*Records for the task:*
▽

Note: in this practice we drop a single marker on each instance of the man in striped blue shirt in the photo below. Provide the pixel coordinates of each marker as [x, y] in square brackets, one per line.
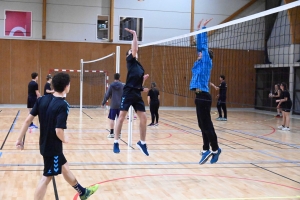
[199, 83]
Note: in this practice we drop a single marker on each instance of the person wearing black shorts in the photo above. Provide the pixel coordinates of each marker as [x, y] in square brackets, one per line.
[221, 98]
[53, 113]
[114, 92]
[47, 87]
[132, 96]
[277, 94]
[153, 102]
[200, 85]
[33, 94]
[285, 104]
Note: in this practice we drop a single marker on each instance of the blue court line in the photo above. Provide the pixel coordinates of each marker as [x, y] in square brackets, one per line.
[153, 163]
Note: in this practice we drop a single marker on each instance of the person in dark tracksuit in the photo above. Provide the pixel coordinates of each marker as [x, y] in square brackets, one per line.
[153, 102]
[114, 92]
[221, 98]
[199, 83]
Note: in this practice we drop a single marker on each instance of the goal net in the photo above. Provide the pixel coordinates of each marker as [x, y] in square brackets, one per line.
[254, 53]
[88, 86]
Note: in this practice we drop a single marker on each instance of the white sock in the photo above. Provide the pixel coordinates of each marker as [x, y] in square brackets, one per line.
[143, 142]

△
▽

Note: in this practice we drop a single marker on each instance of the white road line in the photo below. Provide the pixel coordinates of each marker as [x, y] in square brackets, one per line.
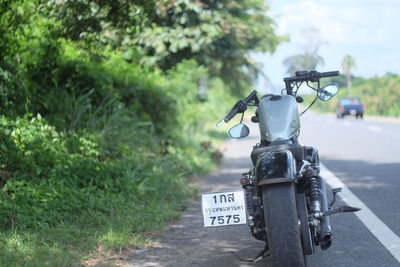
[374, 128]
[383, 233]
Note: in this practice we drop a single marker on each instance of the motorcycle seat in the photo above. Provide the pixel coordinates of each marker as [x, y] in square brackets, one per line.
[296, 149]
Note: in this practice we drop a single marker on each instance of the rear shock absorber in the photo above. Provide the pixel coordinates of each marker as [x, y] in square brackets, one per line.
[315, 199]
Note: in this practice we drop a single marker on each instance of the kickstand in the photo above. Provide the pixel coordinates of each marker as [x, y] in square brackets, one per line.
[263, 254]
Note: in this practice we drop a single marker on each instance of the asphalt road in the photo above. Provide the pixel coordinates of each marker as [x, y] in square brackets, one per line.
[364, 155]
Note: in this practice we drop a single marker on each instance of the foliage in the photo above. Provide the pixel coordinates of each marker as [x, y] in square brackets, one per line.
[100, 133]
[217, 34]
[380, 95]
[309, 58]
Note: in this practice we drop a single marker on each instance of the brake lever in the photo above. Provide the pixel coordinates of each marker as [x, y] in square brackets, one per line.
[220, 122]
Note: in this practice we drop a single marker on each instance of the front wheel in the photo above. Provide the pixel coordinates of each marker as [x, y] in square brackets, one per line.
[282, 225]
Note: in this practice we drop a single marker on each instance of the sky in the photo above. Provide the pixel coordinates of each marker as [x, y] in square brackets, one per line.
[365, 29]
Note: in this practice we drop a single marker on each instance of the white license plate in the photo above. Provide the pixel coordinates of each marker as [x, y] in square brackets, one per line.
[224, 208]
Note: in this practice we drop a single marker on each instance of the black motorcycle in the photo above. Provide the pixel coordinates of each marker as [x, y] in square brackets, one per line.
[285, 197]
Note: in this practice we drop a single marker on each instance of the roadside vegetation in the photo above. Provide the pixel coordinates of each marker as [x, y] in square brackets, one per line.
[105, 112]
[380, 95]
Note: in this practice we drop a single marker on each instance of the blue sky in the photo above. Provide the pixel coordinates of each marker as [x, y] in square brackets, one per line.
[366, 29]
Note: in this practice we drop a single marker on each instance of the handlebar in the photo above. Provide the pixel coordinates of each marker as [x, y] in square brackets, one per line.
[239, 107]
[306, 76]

△
▽

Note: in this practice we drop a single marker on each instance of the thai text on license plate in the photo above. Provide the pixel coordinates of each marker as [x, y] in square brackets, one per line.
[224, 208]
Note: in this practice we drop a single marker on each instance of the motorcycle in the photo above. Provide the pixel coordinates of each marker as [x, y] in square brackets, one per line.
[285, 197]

△

*Written problem:*
Pull out every line of the items above that contains the word "motorcycle". Only matches with the same letter case count.

*Completed task:*
Note: in this practice we drop a single marker on each instance of the motorcycle seat in the photo above. Provide the pixel coordinates of each marker as [x, y] in square brackets, one per line.
Note: in this practice we drop a single marker on each instance of the black motorcycle in the photo above. Provide the pixel coordinates of each marker as [x, y] in square brackets, one per line.
Note: in this practice we drop a single marker on each instance of the motorcycle in the photo above. Provide the pixel coordinates of each marker as [x, y] in square brackets, one per line.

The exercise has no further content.